Work request:
Copy verbatim the block of lines in the entries below whose first line contains "Return one point per instance of the church roof, formatted" and whose last line contains "Return one point per instance of the green". Leave out all other lines.

Records for this task:
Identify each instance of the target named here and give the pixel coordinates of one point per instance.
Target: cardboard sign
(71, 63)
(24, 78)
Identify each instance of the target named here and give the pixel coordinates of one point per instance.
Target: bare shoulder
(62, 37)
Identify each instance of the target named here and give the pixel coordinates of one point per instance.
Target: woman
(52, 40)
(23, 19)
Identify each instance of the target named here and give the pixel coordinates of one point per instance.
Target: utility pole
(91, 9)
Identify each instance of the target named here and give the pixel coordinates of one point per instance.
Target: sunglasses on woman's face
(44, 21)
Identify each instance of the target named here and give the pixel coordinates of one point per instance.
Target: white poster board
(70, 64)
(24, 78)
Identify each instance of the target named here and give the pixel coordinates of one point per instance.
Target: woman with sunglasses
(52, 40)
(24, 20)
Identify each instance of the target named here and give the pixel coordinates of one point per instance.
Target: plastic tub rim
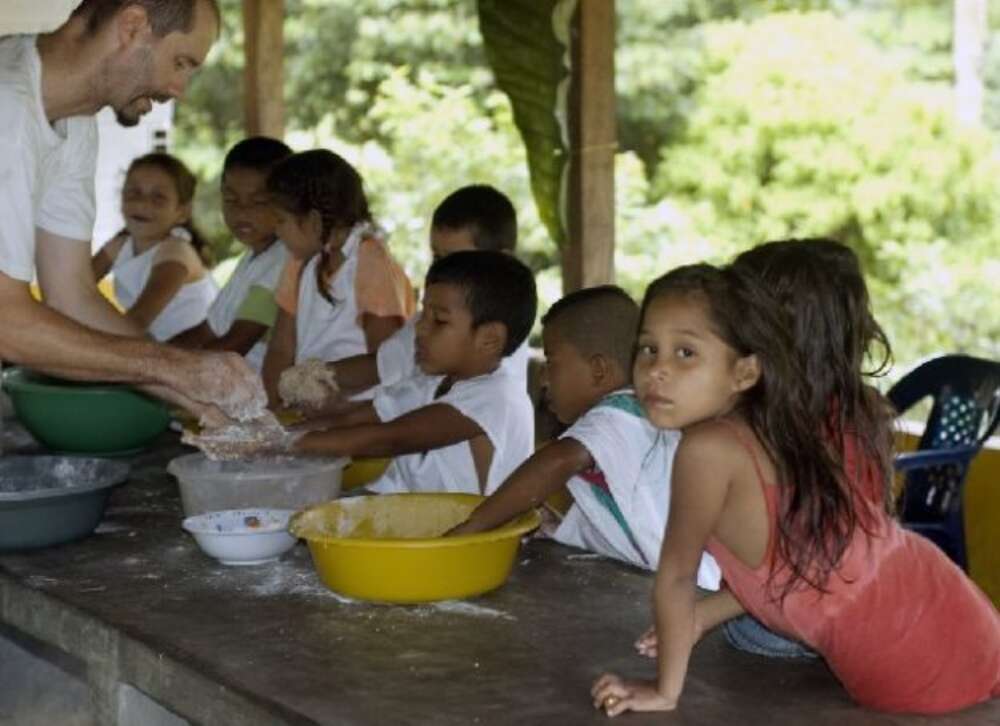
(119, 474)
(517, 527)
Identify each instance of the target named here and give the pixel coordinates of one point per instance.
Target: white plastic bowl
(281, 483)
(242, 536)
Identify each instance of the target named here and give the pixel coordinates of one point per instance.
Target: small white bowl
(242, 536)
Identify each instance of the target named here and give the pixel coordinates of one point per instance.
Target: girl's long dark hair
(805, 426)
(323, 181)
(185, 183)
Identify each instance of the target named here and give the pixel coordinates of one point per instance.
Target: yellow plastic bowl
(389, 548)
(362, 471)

* * *

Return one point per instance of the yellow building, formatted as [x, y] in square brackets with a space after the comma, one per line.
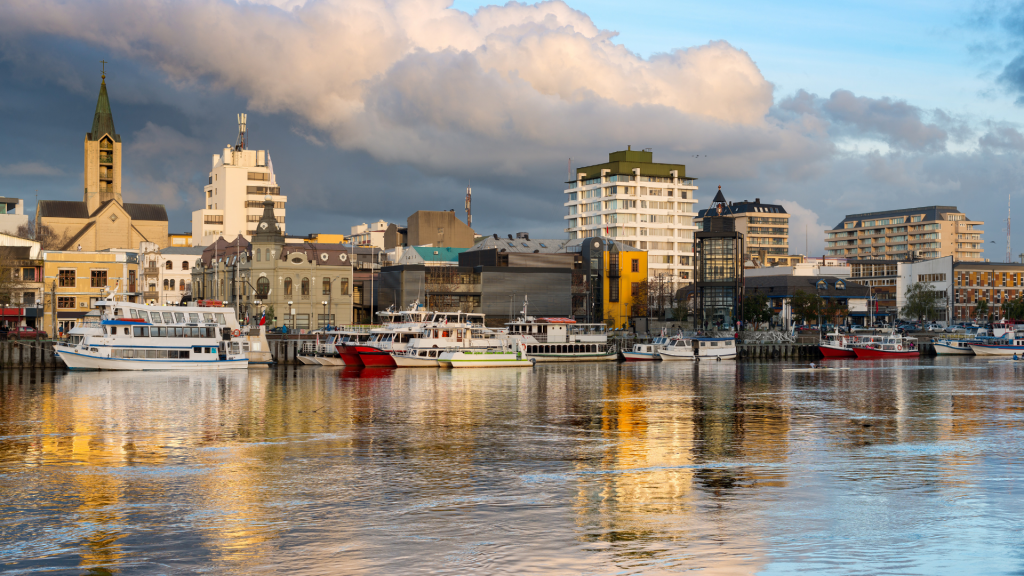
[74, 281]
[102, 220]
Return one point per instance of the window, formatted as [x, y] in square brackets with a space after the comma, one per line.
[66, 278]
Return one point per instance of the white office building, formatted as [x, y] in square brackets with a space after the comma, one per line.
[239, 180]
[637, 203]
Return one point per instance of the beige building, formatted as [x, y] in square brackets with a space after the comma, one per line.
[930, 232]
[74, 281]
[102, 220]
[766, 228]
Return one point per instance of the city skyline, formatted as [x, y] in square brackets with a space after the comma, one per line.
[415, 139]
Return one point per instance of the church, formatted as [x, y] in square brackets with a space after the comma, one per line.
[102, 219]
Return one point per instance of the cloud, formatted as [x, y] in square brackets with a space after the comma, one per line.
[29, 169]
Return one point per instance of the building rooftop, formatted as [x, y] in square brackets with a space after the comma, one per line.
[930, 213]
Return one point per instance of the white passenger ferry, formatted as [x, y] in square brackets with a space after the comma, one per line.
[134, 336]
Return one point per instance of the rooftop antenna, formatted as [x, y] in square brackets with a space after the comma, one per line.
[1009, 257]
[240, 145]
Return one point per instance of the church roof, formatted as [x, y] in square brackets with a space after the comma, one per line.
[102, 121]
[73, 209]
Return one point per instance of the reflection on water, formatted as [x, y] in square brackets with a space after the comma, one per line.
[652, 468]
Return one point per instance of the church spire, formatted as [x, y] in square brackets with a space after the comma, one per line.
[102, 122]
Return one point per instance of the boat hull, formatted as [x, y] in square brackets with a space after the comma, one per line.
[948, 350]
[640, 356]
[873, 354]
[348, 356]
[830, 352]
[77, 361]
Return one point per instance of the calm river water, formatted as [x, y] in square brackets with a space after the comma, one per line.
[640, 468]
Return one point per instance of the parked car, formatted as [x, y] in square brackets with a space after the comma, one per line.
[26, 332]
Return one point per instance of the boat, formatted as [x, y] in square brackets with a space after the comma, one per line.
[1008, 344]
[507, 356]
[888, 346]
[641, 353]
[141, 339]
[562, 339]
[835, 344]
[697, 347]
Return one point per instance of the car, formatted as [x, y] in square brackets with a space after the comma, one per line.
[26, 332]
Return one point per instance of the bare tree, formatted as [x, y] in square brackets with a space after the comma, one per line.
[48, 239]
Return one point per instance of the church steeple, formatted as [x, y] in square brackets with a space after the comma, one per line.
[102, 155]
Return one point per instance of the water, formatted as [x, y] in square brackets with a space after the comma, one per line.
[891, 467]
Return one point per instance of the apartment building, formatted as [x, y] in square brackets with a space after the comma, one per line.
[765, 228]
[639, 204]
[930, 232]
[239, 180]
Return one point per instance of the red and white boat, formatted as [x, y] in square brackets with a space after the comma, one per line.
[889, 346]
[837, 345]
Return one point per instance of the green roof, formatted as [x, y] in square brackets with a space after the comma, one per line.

Expected answer:
Return one point per instance of the church roof, formatted as [x, y] in square brackets with a space after the comma, one per line.
[102, 121]
[73, 209]
Return one point per instance of the reflection on water, formatted as [x, y] in square brackets with a space after the comma, one per line.
[652, 468]
Return one point per instance of the church spire, formatted as [x, y] in square brackets with a space after the comma, one per line.
[102, 122]
Return one point per instance of the boat hull, formatted as [x, y] in square brackets with a space after the comma, one per line.
[948, 350]
[640, 356]
[873, 354]
[348, 356]
[830, 352]
[77, 361]
Return one point per instance of the calm river water, formatted as [x, y] in square brackets with a space after the comma, one per line.
[640, 468]
Return one point per instance of the parked car, formatted as [x, y] in square brackets with a space after the comma, one per line.
[26, 332]
Return one point per instance of the boat, formatted as [x, y] in square brackets with a space after the comma, one per line.
[1008, 344]
[507, 356]
[888, 346]
[641, 353]
[141, 339]
[562, 339]
[835, 344]
[697, 347]
Return one point per instance of the car, formatted as [x, y] in square brackets with a space after the comma, one per line.
[26, 332]
Return one point per instance of the bare tree, formatted as [x, y] in square brackets with a space after the comma, one per line.
[48, 239]
Return one point per instance of the church steeple, formatted as [x, y] in square brackets with a space after the comma, one per line.
[102, 155]
Return one point per instance of the water, formatted as [x, y] in square brackets with a space after the comma, one per line.
[891, 467]
Return one point per instance of the apartment building, formatted as [x, y] in square brackets with a space after the comma, one per line.
[765, 228]
[639, 204]
[930, 232]
[239, 180]
Return one point per instance of the red and white boat, formatted as [x, y] in square brackets with a space after the comma, one per line.
[889, 346]
[837, 345]
Return one point per instance of the green roof, formatted as [x, y] in square brackets with a space after the comma, one per line.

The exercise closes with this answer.